Exercise passage START

S. Murakami, H. Yamada, M. Sasao, M. Isobe, T. Ozaki, T. Saida, P. Goncharov, J. F. Lyon, M. Osakabe, T. Seki, Y. Takeiri, Y. Oka, K. Tumori, K. Ikeda, T. Mutoh, R. Kumazawa, K. Saito, Y. Torii, T. Watari, A. Wakasa, K. Y. Watanabe, H. Funaba, M. Yokoyama, H. Maassberg, C. D. Beidler, A. Fukuyama, K. Itoh, K. Ohkubo, O. Kaneko, A. Komori, O. Motojima, LHD Experimental Group
Fusion Science and Technology | Volume 46 | Number 2 | September 2004 | Pages 241-247
Technical Papers | Stellarators | doi.org/10.13182/FST04-A561
Articles are hosted by Taylor and Francis Online.
Confinement of energetic ions from neutral beam injection heating is investigated by changing the magnetic field configuration of the Large Helical Device from a classical heliotron configuration to an optimized neoclassical transport configuration to a level typical of "advanced stellarators." The experimental results show the highest count rate of fast neutral particles not in the optimized configuration but in the inward-shifted one. The GNET simulation results show a relatively good agreement with the experimental results, and they also show a lower energy loss rate in the optimized configuration. This contradiction can be explained by the radial profile of the energetic ions. The relatively good agreement between experimental and simulation results suggest that ripple transport (neoclassical) dominates the energetic ion confinement and that the optimization process is effective in improving confinement in helical systems.

Exercise passage END
Given information START

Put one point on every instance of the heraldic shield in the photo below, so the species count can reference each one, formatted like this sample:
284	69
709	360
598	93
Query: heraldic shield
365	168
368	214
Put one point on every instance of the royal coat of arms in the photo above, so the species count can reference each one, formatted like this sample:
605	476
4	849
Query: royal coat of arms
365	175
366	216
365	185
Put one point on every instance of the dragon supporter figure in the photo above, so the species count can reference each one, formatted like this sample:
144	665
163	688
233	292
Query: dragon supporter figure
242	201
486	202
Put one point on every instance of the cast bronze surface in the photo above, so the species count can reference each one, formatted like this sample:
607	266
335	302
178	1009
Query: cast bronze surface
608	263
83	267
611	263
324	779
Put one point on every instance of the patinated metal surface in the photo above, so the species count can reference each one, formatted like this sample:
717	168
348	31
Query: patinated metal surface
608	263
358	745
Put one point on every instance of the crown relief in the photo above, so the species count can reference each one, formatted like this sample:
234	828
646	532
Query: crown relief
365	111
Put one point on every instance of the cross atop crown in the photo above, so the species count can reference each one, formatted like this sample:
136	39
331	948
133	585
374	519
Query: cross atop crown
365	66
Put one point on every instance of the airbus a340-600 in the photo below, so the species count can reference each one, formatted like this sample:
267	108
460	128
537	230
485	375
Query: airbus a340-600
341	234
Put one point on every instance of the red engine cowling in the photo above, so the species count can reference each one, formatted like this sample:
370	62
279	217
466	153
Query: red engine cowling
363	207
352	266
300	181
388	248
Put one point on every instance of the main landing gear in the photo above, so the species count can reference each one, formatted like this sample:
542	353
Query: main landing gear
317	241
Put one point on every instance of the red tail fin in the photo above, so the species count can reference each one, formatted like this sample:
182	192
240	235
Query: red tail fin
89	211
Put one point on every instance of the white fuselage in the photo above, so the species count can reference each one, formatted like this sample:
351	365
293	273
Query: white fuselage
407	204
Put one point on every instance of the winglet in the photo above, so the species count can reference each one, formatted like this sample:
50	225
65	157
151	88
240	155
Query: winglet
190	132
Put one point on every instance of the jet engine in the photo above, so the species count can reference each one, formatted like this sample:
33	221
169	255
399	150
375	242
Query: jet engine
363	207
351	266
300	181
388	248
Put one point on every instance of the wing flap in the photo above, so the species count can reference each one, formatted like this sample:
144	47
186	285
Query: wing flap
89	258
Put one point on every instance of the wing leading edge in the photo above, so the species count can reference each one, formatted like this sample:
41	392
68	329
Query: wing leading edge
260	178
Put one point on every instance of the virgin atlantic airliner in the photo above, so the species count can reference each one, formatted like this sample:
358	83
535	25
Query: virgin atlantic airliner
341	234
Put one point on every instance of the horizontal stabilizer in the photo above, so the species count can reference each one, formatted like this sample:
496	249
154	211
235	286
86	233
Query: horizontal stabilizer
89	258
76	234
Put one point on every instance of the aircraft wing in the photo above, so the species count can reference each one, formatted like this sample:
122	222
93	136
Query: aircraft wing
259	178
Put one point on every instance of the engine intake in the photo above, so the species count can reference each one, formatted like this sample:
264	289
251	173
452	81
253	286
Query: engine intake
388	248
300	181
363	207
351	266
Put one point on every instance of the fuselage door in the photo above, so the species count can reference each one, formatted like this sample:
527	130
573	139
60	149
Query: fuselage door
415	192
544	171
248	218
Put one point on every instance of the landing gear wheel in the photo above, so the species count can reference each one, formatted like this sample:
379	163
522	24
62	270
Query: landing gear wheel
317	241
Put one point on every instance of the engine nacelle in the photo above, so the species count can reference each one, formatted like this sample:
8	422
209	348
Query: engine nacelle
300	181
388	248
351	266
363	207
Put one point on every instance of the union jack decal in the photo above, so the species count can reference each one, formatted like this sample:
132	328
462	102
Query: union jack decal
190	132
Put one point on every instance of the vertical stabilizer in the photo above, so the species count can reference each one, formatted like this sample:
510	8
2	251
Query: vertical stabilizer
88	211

Given information END

[Activity]
In the abstract on energetic-ion confinement in the Large Helical Device, which magnetic field configuration gave the highest count rate of fast neutral particles in the experiments?

[Solution for this exercise]
The inward-shifted configuration.